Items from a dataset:
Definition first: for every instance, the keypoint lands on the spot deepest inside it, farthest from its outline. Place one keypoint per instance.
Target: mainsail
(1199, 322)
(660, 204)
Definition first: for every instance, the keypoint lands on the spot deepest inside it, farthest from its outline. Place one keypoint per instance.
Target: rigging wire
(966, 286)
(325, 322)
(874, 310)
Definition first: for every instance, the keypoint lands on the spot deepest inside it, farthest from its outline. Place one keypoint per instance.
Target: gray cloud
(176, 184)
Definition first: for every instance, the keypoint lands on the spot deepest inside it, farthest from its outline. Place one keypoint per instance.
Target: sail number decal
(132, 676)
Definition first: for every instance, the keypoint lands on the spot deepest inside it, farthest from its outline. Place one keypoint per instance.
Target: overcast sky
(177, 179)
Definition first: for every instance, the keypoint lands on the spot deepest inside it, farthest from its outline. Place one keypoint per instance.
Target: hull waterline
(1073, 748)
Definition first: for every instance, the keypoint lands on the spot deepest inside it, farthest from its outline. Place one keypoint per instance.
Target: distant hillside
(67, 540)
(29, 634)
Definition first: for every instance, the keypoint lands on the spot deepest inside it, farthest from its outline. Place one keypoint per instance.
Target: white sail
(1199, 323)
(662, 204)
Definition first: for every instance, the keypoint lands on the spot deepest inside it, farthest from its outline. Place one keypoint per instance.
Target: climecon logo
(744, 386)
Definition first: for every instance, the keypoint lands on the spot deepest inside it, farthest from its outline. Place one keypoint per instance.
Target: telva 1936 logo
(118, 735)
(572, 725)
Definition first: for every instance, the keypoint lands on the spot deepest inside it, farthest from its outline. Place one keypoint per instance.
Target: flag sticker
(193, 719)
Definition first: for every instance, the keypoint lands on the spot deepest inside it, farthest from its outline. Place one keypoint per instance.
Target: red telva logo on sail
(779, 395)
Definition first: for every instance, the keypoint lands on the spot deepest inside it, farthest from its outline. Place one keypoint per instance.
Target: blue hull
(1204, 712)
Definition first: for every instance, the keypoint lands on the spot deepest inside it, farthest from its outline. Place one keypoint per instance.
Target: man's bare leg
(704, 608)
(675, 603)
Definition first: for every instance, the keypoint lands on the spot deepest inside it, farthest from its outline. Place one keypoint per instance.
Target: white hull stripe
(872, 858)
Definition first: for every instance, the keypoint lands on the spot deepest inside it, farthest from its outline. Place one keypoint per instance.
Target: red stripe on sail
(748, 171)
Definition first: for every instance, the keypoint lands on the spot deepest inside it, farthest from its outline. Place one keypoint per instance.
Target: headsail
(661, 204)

▶ _GIVEN EXERCISE_: Please give back all of the records exactly as written.

▶ _CORRECT RESULT_:
Definition first: for every instance, the keypoint lands on the spot deepest inside it, farthest from its outline. Place one keypoint per instance.
Target: mainsail
(1199, 322)
(660, 204)
Definition first: for every instance, the keypoint lands on the spot deepest inside it, farthest from its outline. Place one keypoint per instance.
Target: rigging wire
(966, 286)
(325, 322)
(874, 310)
Definition first: for every instance, the keypoint lands on the spot deepest inside it, farthest from its outline. Place one keypoint per instance.
Target: gray cloud
(176, 184)
Definition first: for every instance, the keypoint lands on the spot deepest inside it, farthest from its outline. Place one keypoint per instance.
Target: sail number decal
(132, 676)
Definition first: for every instance, the keypoint lands on the spot deepest inside it, farthest from its outline. Place one keypoint per instance.
Target: overcast sky
(177, 179)
Definition first: for every instance, the keypoint lands on the spot deepest inside it, farthest from its outline. Place one keypoint per instance.
Target: hull waterline
(1073, 748)
Definition first: for every instance, the keypoint lands on the spot deepest inside it, farthest from its outline. Place one keypoint per instance.
Target: distant hillside
(67, 540)
(29, 634)
Definition first: for every instance, the keypoint lands on the spot deepest inside it, farthest from its outline. Place one keypoint per instance.
Target: white sail
(1199, 323)
(662, 204)
Definition first: for every instance, the keypoint lands on the spot deepest inside it, farthest from its outline. Place one keypoint per instance.
Target: climecon logo
(744, 386)
Definition first: for every instance, the keypoint lands on the spot deepest inside it, farthest from its outline. Place one keypoint per instance.
Target: telva 1936 logo
(118, 735)
(572, 725)
Definition first: for every instance, the keypoint lands on the spot deepest inside it, farthest from its outline. Place one keypoint per instance.
Target: flag sticker
(193, 719)
Definition first: for every instance, the keypoint lands on the spot deepest inside it, farthest from its outline. Place one keypoint per instance.
Target: red telva logo on sail
(779, 395)
Definition first: for every instance, the keypoint lands on the spot deepest inside it, farthest from its outline. Place one keypoint per instance.
Target: blue hull
(1204, 712)
Definition first: for every instance, the keypoint lands on the spot deepest inside it, farthest from its outline. Place one keypoint per instance.
Target: man's bare leg
(704, 608)
(675, 603)
Definition first: for every instance, the keypoint lands on the spot deepest inside it, farthest from its outline. Place one keypoint per instance.
Target: white hull stripe
(872, 858)
Definition first: for every instance, the keypoint lands on the spot deepest inside it, farthest from its outline. Place one keypoint per instance.
Target: red stripe on sail
(748, 171)
Definition first: for every instance, the keypoint lands on the spot deepest inside it, farthest from its outline. Place one keypoint per instance.
Target: headsail
(661, 204)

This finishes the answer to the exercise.